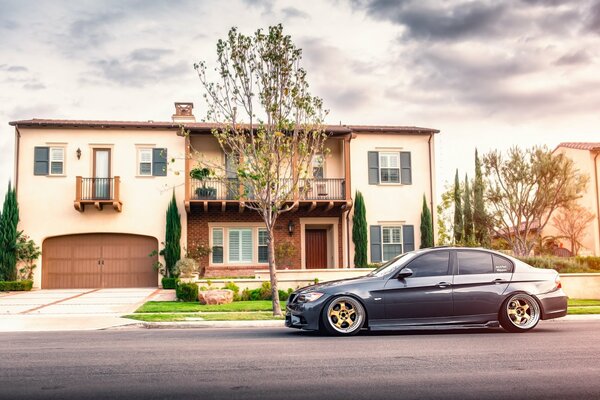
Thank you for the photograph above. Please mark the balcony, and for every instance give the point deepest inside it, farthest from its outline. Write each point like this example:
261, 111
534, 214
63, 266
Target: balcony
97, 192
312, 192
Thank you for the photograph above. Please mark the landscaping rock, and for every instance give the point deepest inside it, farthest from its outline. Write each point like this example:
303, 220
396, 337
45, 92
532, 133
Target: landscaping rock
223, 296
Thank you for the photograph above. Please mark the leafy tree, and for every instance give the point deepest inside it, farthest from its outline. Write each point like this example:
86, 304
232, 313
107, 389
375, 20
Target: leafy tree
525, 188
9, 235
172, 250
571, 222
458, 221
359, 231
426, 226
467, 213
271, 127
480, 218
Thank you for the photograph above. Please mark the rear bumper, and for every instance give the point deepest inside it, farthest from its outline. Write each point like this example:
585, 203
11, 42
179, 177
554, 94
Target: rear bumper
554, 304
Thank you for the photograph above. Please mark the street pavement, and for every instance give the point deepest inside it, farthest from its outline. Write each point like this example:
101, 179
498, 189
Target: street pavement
..............................
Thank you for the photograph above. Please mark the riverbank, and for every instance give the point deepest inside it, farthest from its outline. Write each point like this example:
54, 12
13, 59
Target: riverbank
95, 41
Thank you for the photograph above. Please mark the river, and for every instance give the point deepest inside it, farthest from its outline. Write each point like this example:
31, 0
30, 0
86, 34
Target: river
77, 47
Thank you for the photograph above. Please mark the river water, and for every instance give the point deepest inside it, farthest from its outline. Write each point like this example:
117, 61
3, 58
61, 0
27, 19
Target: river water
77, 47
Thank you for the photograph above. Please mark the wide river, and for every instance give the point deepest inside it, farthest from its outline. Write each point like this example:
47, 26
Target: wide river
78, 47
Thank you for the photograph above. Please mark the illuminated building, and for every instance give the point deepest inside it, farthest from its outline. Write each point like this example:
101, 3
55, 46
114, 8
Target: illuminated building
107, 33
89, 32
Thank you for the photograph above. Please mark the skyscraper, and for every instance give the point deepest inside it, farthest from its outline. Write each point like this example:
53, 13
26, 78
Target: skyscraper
..............................
▸ **INSTRUCTIONS FOR THE TASK**
Go through the listing, and whenever a line contains the string "street", copy that line.

▸ **ANSWER TO THIS EXERCISE**
Thank you for the photograph above. Please mark the street pavement, and for every instance give the point deepest inside it, farthest from its outline. Write each point like this example:
Target: street pavement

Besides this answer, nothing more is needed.